Task brief:
Could you put every line below into a JSON list of strings, one string per line, skipping any blank lines and leaving the pictures out?

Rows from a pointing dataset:
-------------------------

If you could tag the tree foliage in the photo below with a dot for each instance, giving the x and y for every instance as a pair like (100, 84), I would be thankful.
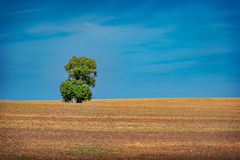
(81, 76)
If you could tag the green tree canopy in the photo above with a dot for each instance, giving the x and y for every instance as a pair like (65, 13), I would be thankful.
(82, 68)
(81, 76)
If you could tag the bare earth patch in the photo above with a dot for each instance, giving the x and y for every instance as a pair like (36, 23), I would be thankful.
(185, 128)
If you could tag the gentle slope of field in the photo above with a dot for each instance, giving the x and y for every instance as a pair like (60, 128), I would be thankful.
(121, 129)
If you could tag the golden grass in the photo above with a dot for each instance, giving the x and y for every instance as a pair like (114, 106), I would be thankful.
(168, 128)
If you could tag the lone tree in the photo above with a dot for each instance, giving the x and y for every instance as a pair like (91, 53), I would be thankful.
(81, 76)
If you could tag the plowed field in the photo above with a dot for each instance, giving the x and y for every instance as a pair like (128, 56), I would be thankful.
(187, 128)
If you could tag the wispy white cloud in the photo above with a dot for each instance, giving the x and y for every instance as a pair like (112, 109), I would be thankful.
(26, 11)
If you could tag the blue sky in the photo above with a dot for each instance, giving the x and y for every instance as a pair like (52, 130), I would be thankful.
(143, 48)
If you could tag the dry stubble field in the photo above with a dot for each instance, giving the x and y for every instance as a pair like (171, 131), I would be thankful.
(121, 129)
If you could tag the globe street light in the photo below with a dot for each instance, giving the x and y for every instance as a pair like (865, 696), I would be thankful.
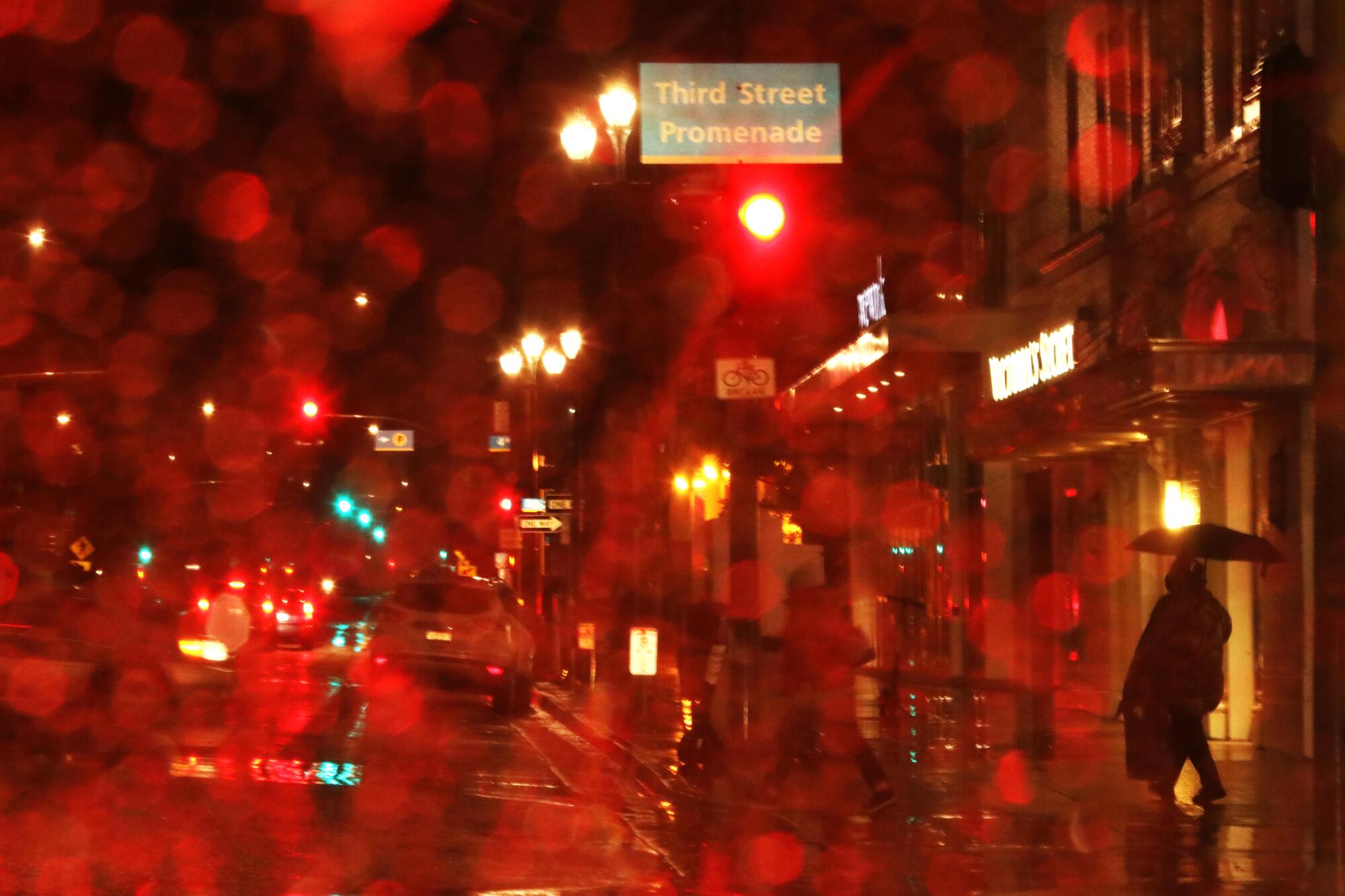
(553, 362)
(512, 362)
(579, 136)
(571, 343)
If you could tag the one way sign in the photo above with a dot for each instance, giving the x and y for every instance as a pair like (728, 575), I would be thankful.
(395, 440)
(540, 524)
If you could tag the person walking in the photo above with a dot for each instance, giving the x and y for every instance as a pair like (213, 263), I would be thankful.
(822, 653)
(1176, 678)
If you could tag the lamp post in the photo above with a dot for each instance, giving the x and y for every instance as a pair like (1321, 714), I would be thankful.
(579, 136)
(535, 353)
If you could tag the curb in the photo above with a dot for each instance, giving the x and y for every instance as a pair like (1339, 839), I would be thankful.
(615, 748)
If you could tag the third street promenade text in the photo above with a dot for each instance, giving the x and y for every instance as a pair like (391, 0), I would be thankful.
(748, 93)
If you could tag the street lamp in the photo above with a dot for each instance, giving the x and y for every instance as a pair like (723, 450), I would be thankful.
(618, 107)
(579, 136)
(571, 343)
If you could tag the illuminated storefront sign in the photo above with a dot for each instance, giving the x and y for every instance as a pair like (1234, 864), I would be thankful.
(874, 304)
(1051, 356)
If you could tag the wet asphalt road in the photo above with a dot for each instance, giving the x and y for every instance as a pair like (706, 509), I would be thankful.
(290, 776)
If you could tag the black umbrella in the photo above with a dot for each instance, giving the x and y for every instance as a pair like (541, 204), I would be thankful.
(1210, 542)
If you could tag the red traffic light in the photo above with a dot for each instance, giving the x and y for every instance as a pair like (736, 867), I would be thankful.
(763, 216)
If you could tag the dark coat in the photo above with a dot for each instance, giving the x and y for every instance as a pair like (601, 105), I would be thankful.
(1179, 662)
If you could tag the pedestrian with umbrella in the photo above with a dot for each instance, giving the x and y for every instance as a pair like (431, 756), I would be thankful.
(1178, 673)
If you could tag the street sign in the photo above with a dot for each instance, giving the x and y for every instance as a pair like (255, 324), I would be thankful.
(735, 112)
(395, 440)
(541, 524)
(645, 650)
(744, 377)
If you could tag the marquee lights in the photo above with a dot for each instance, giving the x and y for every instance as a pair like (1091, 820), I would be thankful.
(1051, 356)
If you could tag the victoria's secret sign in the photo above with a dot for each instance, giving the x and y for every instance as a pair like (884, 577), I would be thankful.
(1047, 357)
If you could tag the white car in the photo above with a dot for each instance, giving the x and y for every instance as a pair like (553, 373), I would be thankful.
(459, 633)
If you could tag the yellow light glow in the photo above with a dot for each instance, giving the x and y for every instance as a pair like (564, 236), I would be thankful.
(763, 216)
(579, 136)
(533, 346)
(571, 343)
(553, 362)
(512, 362)
(618, 107)
(1182, 503)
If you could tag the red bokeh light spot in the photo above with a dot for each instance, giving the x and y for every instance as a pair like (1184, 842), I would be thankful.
(981, 89)
(1102, 557)
(594, 26)
(1102, 166)
(470, 300)
(775, 858)
(1012, 779)
(178, 115)
(248, 56)
(831, 505)
(233, 206)
(1013, 174)
(1051, 602)
(455, 120)
(15, 15)
(149, 50)
(549, 196)
(1098, 44)
(396, 255)
(15, 313)
(116, 178)
(65, 21)
(182, 303)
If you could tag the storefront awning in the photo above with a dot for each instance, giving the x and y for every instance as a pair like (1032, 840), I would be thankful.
(913, 342)
(1132, 396)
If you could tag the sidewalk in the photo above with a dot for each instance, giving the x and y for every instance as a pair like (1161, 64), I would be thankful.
(977, 818)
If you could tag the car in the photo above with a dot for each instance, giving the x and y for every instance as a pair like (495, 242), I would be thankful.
(458, 631)
(290, 616)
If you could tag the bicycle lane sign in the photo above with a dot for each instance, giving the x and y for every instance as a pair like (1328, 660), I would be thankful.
(744, 377)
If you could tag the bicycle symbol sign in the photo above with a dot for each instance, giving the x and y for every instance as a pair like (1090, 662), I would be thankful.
(744, 377)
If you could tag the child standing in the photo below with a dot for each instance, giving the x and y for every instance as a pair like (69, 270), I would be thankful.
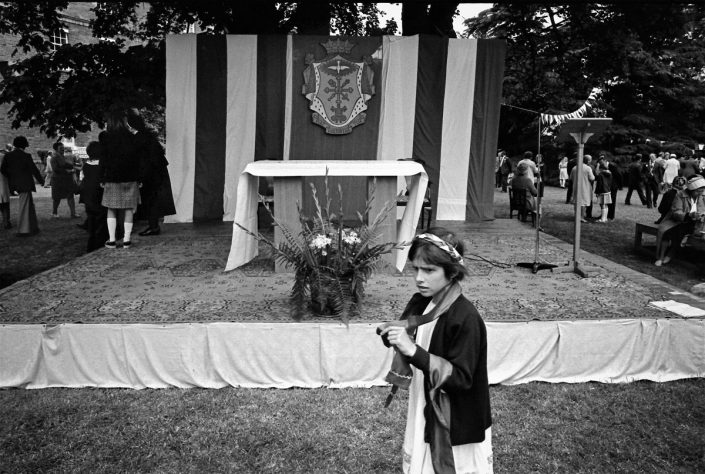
(602, 189)
(441, 356)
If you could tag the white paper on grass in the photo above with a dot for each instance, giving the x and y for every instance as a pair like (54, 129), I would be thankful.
(681, 309)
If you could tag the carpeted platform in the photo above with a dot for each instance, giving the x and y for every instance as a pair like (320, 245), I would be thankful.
(178, 277)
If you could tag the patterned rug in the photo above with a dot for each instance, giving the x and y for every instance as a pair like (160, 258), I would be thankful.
(179, 277)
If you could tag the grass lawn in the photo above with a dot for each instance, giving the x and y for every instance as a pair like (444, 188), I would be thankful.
(614, 240)
(637, 427)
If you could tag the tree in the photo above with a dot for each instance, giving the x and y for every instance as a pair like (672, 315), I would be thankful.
(647, 57)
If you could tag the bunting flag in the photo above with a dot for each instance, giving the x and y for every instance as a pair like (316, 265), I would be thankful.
(554, 120)
(234, 99)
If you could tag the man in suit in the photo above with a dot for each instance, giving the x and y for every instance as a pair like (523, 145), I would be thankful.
(569, 182)
(20, 170)
(614, 185)
(636, 180)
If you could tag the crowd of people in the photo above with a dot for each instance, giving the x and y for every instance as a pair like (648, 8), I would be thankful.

-------------------------

Exercise response:
[
  "If you could tag the tree foliage in the photo below with a dot for each instance, giving the x and y for every instance as a pair like (100, 84), I would be thankful.",
  "(81, 76)",
  "If you could tag the green tree canopy in the photo above with a dot for each instance, giving the x and y for every instance as a pair like (65, 13), I would be thankful.",
  "(82, 68)",
  "(81, 76)",
  "If you could tag the bare earth patch in the photo above with a dot for each instance, giving the x and y for every instance as a pair like (36, 23), I would be thankful.",
  "(185, 128)",
  "If you could tag the gentle slope of field in the photo above with a dot for each instance, giving the x and y for every instance as a pair like (60, 128), I would be thankful.",
  "(121, 129)",
  "If you could tag the golden grass in the photo above with a dot for each instance, giving the x and y for every instance as a pair like (114, 106), I would be thankful.",
  "(168, 128)",
  "If you could tag the lone tree in the photo above with a dot for each instance, giving the x and y for every instance as a pair like (91, 53), I would be thankful.",
  "(81, 76)",
  "If you could tag the plowed field in the photo above with a dot for each instance, giving the x and y for every instance as a pair like (128, 56), I would be thankful.",
  "(187, 128)",
  "If you could tag the wispy white cloud in the photo above with a dot for each instance, giving the x and y for every instance as a pair like (112, 109), I would be thankful.",
  "(26, 11)",
  "If you could tag the blue sky in the photo above with a dot for each instance, giving the x and y for every instance as a pair like (52, 130), I would be thankful.",
  "(143, 48)",
  "If you could tag the dry stubble field in the photo above with a dot for each instance, giving the x and y for every instance as a pair like (171, 131), I would be thankful.",
  "(121, 129)",
  "If you could tag the globe street light in the photo below with a dot for each instance, giving the x and y for every instance as a pair like (865, 696), I would be thankful.",
  "(553, 362)",
  "(512, 362)",
  "(579, 136)",
  "(571, 343)",
  "If you could tag the one way sign in the photo above with a dot for each instance, giving the x and y for every instance as a pair like (728, 575), I would be thankful.",
  "(395, 440)",
  "(540, 524)",
  "If you could tag the person walking in the photo above with a dot for each instance, giving the x and y for every instance as a pair like (213, 263), I would be thankful.",
  "(822, 653)",
  "(1176, 678)",
  "If you could tag the lamp post in the photo above with a dot for each instance, giving the x and y for every instance as a pair like (1321, 714), I would be thankful.",
  "(579, 136)",
  "(535, 353)",
  "If you could tag the curb in the photo above with a dot for each instance, giving the x and y for every instance as a pair like (1339, 839), I would be thankful.",
  "(615, 748)",
  "If you could tag the third street promenade text in the photo above with a dot for each instance, giving the x and y for every instance as a pair like (391, 0), I would be thankful.",
  "(748, 93)",
  "If you could tag the street lamp in the photo above with a dot for each instance, giving the x and y for every instance as a pair like (723, 450), I would be thankful.",
  "(618, 107)",
  "(579, 136)",
  "(571, 343)",
  "If you could tag the illuminated storefront sign in the photo above with a dot for each instance, giving the x and y for every instance as a pair like (1234, 864), I would be thankful.",
  "(874, 304)",
  "(1051, 356)",
  "If you could tag the wet asphalt road in the photo above with a dot for each instance, giving the x and y for every instance as a pair like (706, 509), I would be thankful.",
  "(290, 776)",
  "If you could tag the black umbrella in the photo above with a dot for each instance, giving the x and y for every instance as a pair like (541, 204), I would be thankful.",
  "(1210, 542)",
  "If you could tag the red traffic light in the photo above with a dot for each instance, giving the x and y for every instance as a pair like (736, 867), I would be thankful.",
  "(763, 216)",
  "If you could tag the dark coat in the photo above with a dot for each instance, giving the x and y for every instance as a pair like (601, 105), I would be thankful.",
  "(1179, 662)",
  "If you could tag the pedestrian with umbrella in the photo above with a dot for each instance, giving the x and y for every instance as a pair like (431, 756), I would be thankful.",
  "(1178, 673)",
  "If you could tag the street sign in the photo above with a dot for each instance, giving the x and y for every instance as a pair like (255, 324), I would be thankful.",
  "(735, 112)",
  "(395, 440)",
  "(541, 524)",
  "(645, 650)",
  "(744, 377)",
  "If you could tag the marquee lights in the photo above with a dot for each instance, giving the x and y for every instance as a pair like (1091, 820), I would be thankful.",
  "(1051, 356)",
  "If you could tag the victoria's secret sign in the photo above with a dot for each instance, giving the x and y for every instance as a pair like (884, 577), I would be thankful.",
  "(1047, 357)",
  "If you could tag the white car in the photo above with a dot for each instance, giving the x and y for every instance as a pair like (553, 373), I would be thankful.",
  "(459, 633)",
  "If you could tag the yellow light glow in the photo above with a dot for each instance, giving the x and y for every instance as a pair like (564, 236), I would be thankful.",
  "(763, 216)",
  "(579, 136)",
  "(533, 346)",
  "(571, 343)",
  "(553, 362)",
  "(512, 362)",
  "(618, 107)",
  "(1182, 503)",
  "If you could tag the red bokeh light spot in the photo above with a dot for each instance, giving the x and y for every instance as a pair like (1184, 842), I would be thankful.",
  "(981, 89)",
  "(1102, 557)",
  "(594, 26)",
  "(1102, 166)",
  "(470, 300)",
  "(775, 858)",
  "(1012, 779)",
  "(178, 115)",
  "(248, 56)",
  "(831, 505)",
  "(233, 206)",
  "(1013, 174)",
  "(1051, 602)",
  "(455, 120)",
  "(15, 15)",
  "(149, 50)",
  "(549, 196)",
  "(1098, 44)",
  "(396, 255)",
  "(15, 313)",
  "(116, 178)",
  "(65, 21)",
  "(182, 303)",
  "If you could tag the storefront awning in the photo above with a dot for each instance, giving the x and y for every instance as a pair like (1032, 840), I would be thankful.",
  "(913, 342)",
  "(1132, 396)",
  "If you could tag the sidewalk in the photo above with a dot for each instance, giving the x and y for every instance as a pair like (1161, 64), I would be thankful.",
  "(977, 818)",
  "If you could tag the car in the photo above with a dot for each instance, giving the x and y for every instance as a pair like (495, 242), I would be thankful.",
  "(458, 631)",
  "(290, 616)",
  "If you could tag the bicycle lane sign in the photo above with a dot for each instance, giving the x and y for every instance as a pair like (1328, 660), I would be thankful.",
  "(744, 377)",
  "If you could tag the bicycle symbol sign in the photo above with a dot for each instance, giving the x and y for every instance as a pair like (1090, 662), I would be thankful.",
  "(744, 377)",
  "If you could tag the child standing in the photo below with a dot for each instance, giving the x and y for every instance as a pair like (69, 270), I would be thankful.",
  "(602, 189)",
  "(441, 356)",
  "If you could tag the white paper on grass in the photo above with a dot for each instance, giving the x and y for every instance as a pair like (54, 129), I would be thankful.",
  "(681, 309)",
  "If you could tag the carpeted platform in the photo above with a dot for each instance, giving the x and y for every instance as a pair like (320, 245), I would be thankful.",
  "(178, 277)",
  "If you could tag the patterned rug in the photo above with a dot for each instance, giving the x and y for every instance as a pair like (160, 258), I would be thankful.",
  "(179, 277)",
  "If you could tag the grass lawn in the photo above with a dot for each instance, giving the x and y for every instance as a pair like (444, 188), I would be thankful.",
  "(614, 240)",
  "(637, 427)",
  "If you could tag the tree in the photo above with a dot for each instance, giving the x and y for every instance as a pair like (672, 315), I would be thankful.",
  "(647, 57)",
  "If you could tag the bunting flag in the photo above with a dot for each instance, giving the x and y for every instance as a pair like (316, 265), I would be thankful.",
  "(554, 120)",
  "(234, 99)",
  "If you could tag the man in suit in the photo above with a dot for each instance, giving the x and y for every instance as a pair like (523, 145), I would be thankful.",
  "(569, 182)",
  "(20, 170)",
  "(614, 185)",
  "(636, 180)",
  "If you could tag the crowd of people in the photo above with a dot for each instance, giving the x and y for every instance as a pair like (648, 8), I would be thankful."
]